TASK DESCRIPTION: Run through the records and show each line that includes the string "point".

LISTED ENTRIES:
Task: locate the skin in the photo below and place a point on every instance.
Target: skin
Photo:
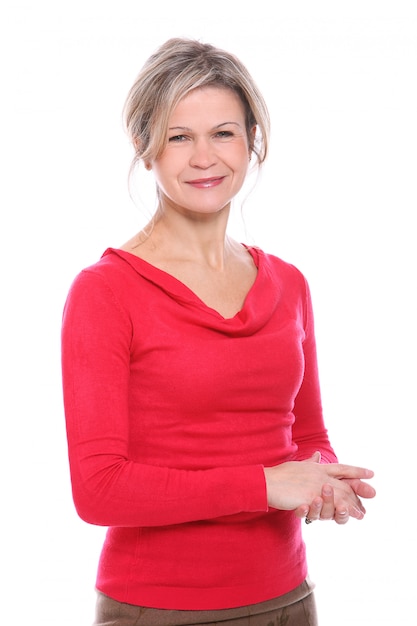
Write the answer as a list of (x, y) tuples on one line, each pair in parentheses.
[(200, 171)]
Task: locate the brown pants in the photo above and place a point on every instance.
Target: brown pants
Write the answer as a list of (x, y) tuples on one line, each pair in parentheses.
[(296, 608)]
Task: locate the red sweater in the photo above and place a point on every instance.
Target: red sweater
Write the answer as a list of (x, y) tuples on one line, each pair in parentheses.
[(172, 412)]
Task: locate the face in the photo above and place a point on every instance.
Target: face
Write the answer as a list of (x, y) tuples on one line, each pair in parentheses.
[(206, 157)]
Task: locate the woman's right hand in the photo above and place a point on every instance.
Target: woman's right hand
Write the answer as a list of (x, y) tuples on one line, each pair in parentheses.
[(323, 491)]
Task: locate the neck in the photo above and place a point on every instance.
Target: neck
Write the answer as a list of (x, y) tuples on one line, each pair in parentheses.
[(198, 238)]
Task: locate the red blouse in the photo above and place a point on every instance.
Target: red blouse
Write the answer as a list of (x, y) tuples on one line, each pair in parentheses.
[(172, 412)]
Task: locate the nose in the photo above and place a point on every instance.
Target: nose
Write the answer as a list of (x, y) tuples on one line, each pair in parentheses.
[(203, 155)]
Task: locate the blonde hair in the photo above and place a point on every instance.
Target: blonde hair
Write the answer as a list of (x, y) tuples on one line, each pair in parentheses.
[(177, 67)]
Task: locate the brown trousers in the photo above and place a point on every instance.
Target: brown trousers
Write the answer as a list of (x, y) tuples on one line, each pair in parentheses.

SOLUTION TO THE PROBLEM:
Task: locate the skin in the photo below and place a point on every instance.
Task: locate the brown pants in the photo above and place a point on every instance.
Task: locate the red sweater in the photo above and place a point on every instance.
Task: locate the face in the photo above and place a point on every instance.
Task: locate the woman's right hand in the photo above and place a point on every instance.
Task: locate the neck in the photo above and place a point on every instance.
Task: locate the red blouse in the photo above and place a point on every instance.
Task: locate the nose in the photo above and place a point on every instance.
Task: locate the blonde hair in the photo above and place a point on every instance.
Task: locate the brown trousers in the photo above and place a point on every instance.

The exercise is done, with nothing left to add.